Here are my main observations of the return characteristics of the balanced portfolios, based on the criteria of the spread of returns between the rising and falling inflation expectation regimes. As a reminder, the principal objective is to measure risk and not to focus on returns.
  • There were no significant differences between a 60/40 stock-bond allocation using IEF and TIP.
  • Commodities were a strong diversifier and the 60 SPY/40 DBC portfolio performed strongly during periods of rising inflation expectations. However, advocating for such a high allocation to commodities in a balanced fund portfolio is simply not realistic.
  • Both the 60 SPY/20 IEF/20 DBC and 60 SPY/30 TIP/10 DBC portfolios offered the greatest amount of stability by exhibiting similar returns during both rising and falling inflation expectation regimes.
Here are the risk characteristics of the different portfolios as measured by volatility, or standard deviation. In all cases, portfolio volatility is lower during periods of rising inflation expectations and higher otherwise.

 

 

 

An inexact roadmap

Eagle-eyed readers of last week’s publication (see Are you positioned for the post Great Rotation era) will have spotted an inconsistency that reveals the limitations of this asset return study. While my study showed a negative stock-bond price correlation, the historical record shows that stock prices were negatively correlated to the 10-year Treasury yields and therefore positively correlated to bond prices during periods of high CPI. I conclude that my study only represents a broad sketch of asset return characteristics and it does not represent an exact roadmap of what investors might expect during a period of strong inflation.

 

 

There are other limitations to the study. The asset classes chosen represent only a specific instance of a stock-bond balanced fund. Few investors would hold only the S&P 500 and 7-10 year Treasuries in their portfolio. None would rebalance their portfolios on a daily basis. The study was conducted during a period when US equities outpaced their global counterparts, biased balanced fund return estimates. 

 

In other words, your mileage will vary depending on your choice of asset classes, investment objectives, and risk preferences.

 

With those caveats, this study does present some useful portfolio construction tips. During a period of rising inflation expectations, investors should substitute their bond holdings with a combination of bonds, inflation-indexed bonds, and commodities in order to better diversify risk and reduce drawdowns. Despite the lower returns shown by the asset return study, a 60% stock, 30% inflation-index bond, and 10% commodity allocation is a reasonable starting point in thinking about as a replacement for the conventional 60/40 portfolio.

 

This is consistent with a Bloomberg report that Bridgewater had shifted to the use of gold and inflation-indexed bonds instead of sovereign bond holdings as components of its risk-parity fund.

**Exercise requirements:** In the portfolio study extract, which two portfolios offered the greatest stability across rising and falling inflation expectation regimes? Answer from the portfolio study extract alone.

Phrase grounding data:
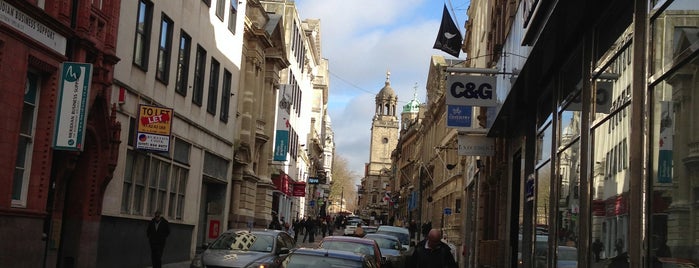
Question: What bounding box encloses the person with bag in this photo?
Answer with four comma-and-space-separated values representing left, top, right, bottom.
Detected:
146, 211, 170, 268
408, 229, 458, 268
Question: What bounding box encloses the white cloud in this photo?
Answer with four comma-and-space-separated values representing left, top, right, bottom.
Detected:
296, 0, 465, 176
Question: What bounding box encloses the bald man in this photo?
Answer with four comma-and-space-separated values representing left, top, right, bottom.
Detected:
409, 229, 458, 268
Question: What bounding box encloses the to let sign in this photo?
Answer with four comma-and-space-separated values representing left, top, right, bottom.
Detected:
138, 105, 172, 135
136, 105, 173, 152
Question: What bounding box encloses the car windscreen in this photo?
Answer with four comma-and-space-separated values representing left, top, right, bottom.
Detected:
364, 236, 403, 250
558, 247, 578, 261
319, 241, 374, 256
376, 230, 410, 245
284, 254, 362, 268
209, 232, 274, 252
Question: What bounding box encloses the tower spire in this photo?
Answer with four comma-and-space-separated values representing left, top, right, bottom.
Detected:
386, 70, 391, 85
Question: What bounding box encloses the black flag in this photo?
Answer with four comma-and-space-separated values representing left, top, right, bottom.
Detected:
432, 4, 464, 58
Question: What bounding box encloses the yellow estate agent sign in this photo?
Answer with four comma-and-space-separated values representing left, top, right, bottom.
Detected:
136, 104, 172, 151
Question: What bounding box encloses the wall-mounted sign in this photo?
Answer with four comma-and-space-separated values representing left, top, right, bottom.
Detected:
447, 105, 473, 128
457, 134, 495, 156
274, 85, 291, 161
53, 62, 92, 151
136, 104, 173, 152
0, 0, 68, 55
445, 75, 497, 107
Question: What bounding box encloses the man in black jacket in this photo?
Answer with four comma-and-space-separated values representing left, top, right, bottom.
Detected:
409, 229, 458, 268
146, 211, 170, 268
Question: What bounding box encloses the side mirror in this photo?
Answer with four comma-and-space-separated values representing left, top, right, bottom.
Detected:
279, 248, 289, 254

**Task output:** The 60 SPY/20 IEF/20 DBC and 60 SPY/30 TIP/10 DBC portfolios.